Return the records below character for character.

[RAW DATA]

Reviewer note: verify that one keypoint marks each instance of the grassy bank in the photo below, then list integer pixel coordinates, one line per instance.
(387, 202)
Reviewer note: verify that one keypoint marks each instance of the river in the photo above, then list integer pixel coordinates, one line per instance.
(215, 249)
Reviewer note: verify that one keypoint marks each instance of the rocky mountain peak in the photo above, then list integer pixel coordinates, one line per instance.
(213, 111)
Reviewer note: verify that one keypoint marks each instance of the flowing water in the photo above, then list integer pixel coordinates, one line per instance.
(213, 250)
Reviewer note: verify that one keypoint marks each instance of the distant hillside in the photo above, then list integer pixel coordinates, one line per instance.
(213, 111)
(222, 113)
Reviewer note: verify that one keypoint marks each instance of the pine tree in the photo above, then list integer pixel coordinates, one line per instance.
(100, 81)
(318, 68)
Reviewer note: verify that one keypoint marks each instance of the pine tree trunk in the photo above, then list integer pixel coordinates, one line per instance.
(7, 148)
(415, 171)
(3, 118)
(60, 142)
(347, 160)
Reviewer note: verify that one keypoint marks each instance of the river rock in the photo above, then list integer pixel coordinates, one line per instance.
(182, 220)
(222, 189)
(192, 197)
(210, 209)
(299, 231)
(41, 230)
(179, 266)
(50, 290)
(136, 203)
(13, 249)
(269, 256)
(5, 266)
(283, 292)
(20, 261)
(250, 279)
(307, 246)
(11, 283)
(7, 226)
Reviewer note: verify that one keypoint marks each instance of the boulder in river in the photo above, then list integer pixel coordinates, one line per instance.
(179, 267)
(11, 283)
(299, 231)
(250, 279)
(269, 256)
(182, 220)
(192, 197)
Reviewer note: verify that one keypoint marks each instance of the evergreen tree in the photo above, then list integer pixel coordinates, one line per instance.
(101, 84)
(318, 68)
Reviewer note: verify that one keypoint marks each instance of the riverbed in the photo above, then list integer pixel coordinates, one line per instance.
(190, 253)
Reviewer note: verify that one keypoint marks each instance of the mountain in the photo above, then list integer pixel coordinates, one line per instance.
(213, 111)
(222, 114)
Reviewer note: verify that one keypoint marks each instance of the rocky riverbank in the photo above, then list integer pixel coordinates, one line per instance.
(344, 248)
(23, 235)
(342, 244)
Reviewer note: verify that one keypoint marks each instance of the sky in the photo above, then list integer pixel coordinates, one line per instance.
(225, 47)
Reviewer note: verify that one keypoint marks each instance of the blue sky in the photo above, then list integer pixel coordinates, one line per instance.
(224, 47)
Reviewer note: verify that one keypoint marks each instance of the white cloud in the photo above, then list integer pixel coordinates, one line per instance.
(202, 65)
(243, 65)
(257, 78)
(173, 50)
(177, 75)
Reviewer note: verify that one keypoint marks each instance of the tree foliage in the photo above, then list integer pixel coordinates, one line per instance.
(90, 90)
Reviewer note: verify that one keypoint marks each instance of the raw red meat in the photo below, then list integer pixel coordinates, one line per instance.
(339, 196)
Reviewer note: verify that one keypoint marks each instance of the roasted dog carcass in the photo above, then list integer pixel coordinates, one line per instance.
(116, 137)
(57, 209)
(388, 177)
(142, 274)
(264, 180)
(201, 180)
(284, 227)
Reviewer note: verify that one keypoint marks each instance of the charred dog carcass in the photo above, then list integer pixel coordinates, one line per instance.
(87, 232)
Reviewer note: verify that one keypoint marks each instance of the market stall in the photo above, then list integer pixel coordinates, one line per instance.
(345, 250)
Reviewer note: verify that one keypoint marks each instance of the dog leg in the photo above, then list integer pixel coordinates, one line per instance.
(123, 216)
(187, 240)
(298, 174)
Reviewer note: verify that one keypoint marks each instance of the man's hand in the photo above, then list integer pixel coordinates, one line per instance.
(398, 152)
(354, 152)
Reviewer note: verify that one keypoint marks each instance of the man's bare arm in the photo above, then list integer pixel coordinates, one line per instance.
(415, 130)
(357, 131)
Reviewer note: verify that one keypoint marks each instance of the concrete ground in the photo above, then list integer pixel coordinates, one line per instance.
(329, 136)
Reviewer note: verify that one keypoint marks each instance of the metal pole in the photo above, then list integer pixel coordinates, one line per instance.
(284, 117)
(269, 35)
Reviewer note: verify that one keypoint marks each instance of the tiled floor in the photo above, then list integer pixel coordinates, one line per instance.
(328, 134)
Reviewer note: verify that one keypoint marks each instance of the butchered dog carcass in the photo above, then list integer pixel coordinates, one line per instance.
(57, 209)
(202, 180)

[/RAW DATA]

EXERCISE ANSWER —
Reviewer note: verify that one keypoint marks each instance of the grassy bank in the photo below, then list integer pixel coordinates, one line per instance.
(387, 202)
Reviewer note: verify that one keypoint marks each instance of the river in the photo above, then list integer pixel coordinates, one line per instance.
(215, 249)
Reviewer note: verify that one keypoint marks each instance of the rocky mountain peak in the photo above, then list integer pixel coordinates, one line per instance.
(213, 111)
Reviewer note: verify that one keypoint marks each instance of the flowing water in the photo above, then list integer pixel coordinates, one line per instance.
(213, 250)
Reviewer note: verify that one keypoint marks each instance of the distant hillside in the photo above, then list integer pixel coordinates, one line per instance.
(213, 111)
(222, 113)
Reviewer note: verify that one keypoint marks each instance of the pine tree in the photo above, then list integer pixel coordinates, one line per instance.
(100, 81)
(318, 68)
Reviewer note: verify that one keypoint marks each instance of the pine tree trunk in the photo above, then list integer pixel coordinates, one line per instance.
(7, 148)
(415, 171)
(3, 118)
(60, 142)
(347, 160)
Reviewer note: verify that one keypoint marks each instance of the river rock in the photo above, then list integer pixel coordinates, one line per instance.
(182, 220)
(222, 189)
(192, 197)
(210, 209)
(299, 231)
(41, 230)
(179, 266)
(50, 290)
(136, 203)
(13, 249)
(269, 256)
(5, 266)
(283, 292)
(20, 261)
(250, 279)
(307, 246)
(11, 283)
(7, 226)
Reviewer note: verify that one keypoint marks each instance of the boulder in river in the photo above, then list integer pixel coordinates, one line per instance.
(179, 267)
(11, 283)
(299, 231)
(250, 279)
(269, 256)
(182, 220)
(192, 197)
Reviewer note: verify that one keypoint marks each instance of the evergreen tree in the photo above, then list integer pixel coordinates, one line per instance.
(101, 84)
(318, 68)
Reviewer note: verify that one keypoint marks each instance of the riverbed in the photo above, then list integer pixel coordinates, one line per instance.
(190, 253)
Reviewer note: verify that one keypoint marks each instance of the mountain in the photo above, then list integer pixel coordinates, one line per instance.
(213, 111)
(222, 114)
Reviewer note: verify that one keypoint marks each instance of the rocky riverbank in the photo above, then list integer pixel coordinates, one line per instance.
(344, 248)
(23, 235)
(342, 244)
Reviewer note: verify that one keypoint marks each instance of the sky in the photo above, then list integer pixel coordinates, one line per instance.
(225, 47)
Reviewer note: verify that one keypoint marks each instance of the blue sky in the photo above, then list integer pixel coordinates, one line per instance.
(224, 47)
Reviewer note: verify that one keypoint marks each instance of the white cloud in the photo above, then list integer pixel coordinates, one line per instance.
(202, 65)
(243, 65)
(257, 78)
(173, 50)
(177, 75)
Reviewer note: verify that one keypoint marks each instance of the tree foliage in the photo above, then list integer pixel coordinates, one line per instance.
(90, 90)
Reviewer note: verify that one keypoint marks each instance of the raw red meat in the photo below, then list integer pixel coordinates, one line per instance.
(339, 196)
Reviewer note: verify that one keypoint marks each instance of the roasted dog carcass in the photo above, then list integer pixel coordinates, one line per instance.
(116, 137)
(57, 209)
(388, 177)
(142, 274)
(264, 180)
(201, 180)
(284, 227)
Reviewer note: verify that one keypoint marks each instance of the charred dog carcass in the photo above, then list integer pixel coordinates, one line per instance.
(87, 232)
Reviewer note: verify that one keypoint marks each instance of the market stall in the photo above, then list integer pixel coordinates, one line per instance.
(345, 250)
Reviewer note: verify that one keypoint marks each instance of the dog leg in the photo above, then list integer pixel coordinates, one line per instance.
(123, 216)
(187, 240)
(298, 174)
Reviewer note: verify that one keypoint marks each instance of the man's hand in the photo above, then list integer pixel coordinates, one line per instance.
(398, 152)
(354, 152)
Reviewer note: verify that one keypoint marks each instance of the man's bare arm in the photo above, then list integer pixel coordinates, one line per instance.
(415, 130)
(357, 131)
Reviewer note: verify that one keypoint marks each instance of the concrete ground in the photo above, then list integer pixel coordinates, one line per instance.
(329, 136)
Reviewer note: verify that one keypoint marks each instance of the metal pole in the photo above, then list integer pixel coordinates, one line per instance.
(284, 117)
(269, 35)
Reviewer note: verify that one keypoint marks each instance of the tiled floor in the photo above, then list integer pixel coordinates, one line per instance.
(328, 134)
Reviewer note: verify that one keypoint marks each instance of the butchered dog carcass in the photo above, then list integer pixel coordinates, one line per instance.
(57, 209)
(202, 180)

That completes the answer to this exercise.